» Exercise
Every line of the records that holds the word "below" should be copied out.

*** Entries supplied Section Begins ***

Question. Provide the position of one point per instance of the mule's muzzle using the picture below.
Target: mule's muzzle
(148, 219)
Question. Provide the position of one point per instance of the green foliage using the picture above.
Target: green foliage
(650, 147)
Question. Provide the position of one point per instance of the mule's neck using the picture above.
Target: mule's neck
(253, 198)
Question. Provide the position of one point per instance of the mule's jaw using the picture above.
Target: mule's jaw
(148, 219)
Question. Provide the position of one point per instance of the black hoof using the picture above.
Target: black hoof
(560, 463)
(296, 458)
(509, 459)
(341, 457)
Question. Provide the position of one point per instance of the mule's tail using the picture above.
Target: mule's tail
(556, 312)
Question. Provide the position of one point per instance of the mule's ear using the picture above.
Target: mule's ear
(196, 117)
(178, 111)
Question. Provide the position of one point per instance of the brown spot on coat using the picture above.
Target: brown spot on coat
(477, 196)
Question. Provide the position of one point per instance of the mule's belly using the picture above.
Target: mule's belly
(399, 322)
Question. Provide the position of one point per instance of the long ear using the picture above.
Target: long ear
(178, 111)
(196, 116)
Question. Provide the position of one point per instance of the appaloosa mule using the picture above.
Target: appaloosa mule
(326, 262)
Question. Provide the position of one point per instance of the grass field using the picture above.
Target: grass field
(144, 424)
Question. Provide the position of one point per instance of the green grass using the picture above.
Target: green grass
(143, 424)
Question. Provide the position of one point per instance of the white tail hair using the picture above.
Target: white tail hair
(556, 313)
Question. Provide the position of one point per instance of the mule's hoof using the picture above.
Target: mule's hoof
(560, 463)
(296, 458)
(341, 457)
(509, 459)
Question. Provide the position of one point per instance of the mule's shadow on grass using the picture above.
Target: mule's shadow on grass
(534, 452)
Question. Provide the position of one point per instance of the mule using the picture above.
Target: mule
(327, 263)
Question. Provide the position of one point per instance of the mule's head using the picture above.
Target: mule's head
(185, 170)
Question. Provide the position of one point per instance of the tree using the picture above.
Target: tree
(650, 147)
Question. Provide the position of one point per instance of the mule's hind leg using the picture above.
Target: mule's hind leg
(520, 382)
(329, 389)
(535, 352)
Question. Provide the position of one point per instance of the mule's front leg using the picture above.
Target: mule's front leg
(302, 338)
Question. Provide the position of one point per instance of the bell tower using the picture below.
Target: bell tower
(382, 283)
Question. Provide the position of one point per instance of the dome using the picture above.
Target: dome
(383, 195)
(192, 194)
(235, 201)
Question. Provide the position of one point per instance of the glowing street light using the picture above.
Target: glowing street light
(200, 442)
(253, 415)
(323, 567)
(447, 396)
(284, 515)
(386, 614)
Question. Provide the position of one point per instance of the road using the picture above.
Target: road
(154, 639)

*** Entries supplied Section Ends ***
*** Entries supplied Section Begins ***

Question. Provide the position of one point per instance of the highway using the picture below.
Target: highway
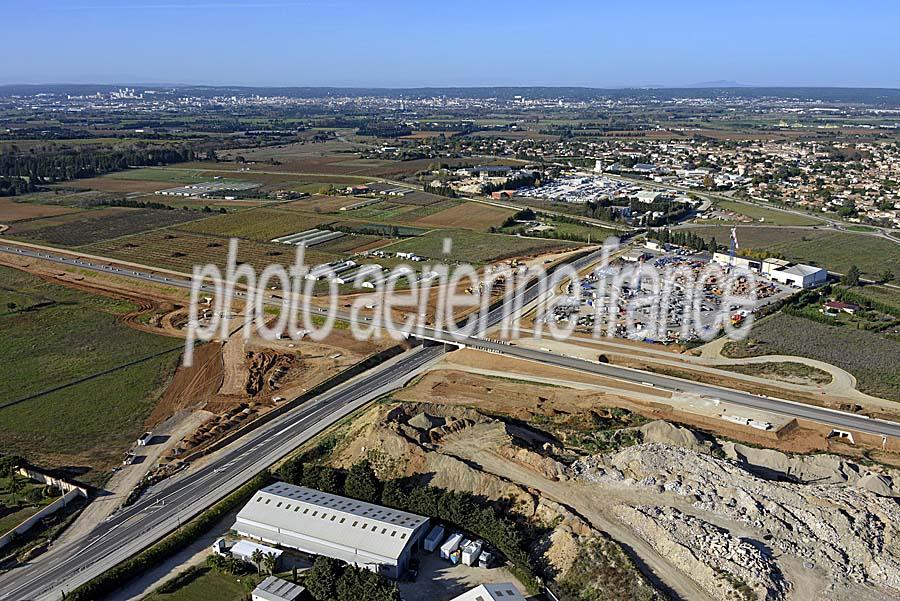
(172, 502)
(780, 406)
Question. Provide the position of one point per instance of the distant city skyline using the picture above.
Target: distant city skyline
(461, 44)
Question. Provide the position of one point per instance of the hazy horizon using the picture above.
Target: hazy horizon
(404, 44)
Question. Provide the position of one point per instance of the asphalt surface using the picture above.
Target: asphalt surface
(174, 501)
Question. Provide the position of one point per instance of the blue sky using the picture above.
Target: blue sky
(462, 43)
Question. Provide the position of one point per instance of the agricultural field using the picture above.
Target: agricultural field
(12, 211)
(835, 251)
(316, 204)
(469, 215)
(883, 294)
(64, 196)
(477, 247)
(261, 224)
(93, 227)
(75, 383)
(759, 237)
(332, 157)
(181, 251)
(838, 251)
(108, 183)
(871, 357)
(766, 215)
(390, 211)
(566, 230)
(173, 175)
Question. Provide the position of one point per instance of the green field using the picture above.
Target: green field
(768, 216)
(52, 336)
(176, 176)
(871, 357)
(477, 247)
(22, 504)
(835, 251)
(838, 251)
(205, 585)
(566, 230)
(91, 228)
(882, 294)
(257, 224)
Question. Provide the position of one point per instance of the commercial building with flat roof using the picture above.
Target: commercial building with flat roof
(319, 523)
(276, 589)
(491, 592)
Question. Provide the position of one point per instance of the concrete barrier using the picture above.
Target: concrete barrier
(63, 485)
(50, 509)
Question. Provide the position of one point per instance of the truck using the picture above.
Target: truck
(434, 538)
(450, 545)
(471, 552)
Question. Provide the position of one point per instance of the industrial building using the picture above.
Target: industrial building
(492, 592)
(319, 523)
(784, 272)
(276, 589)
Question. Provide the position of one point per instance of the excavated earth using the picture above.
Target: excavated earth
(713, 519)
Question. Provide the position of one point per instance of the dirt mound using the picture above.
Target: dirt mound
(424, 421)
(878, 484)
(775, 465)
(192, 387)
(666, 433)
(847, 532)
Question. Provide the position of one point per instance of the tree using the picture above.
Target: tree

*** Entries supplied Section Ends ***

» Expected answer
Question. Provide the position of one point per instance of the mule's muzzle using the picture below.
Question. Provide the position of one point per instance of the bell tower using the picture below.
Question. Provide the position of one point per instance of the highway using the picture below.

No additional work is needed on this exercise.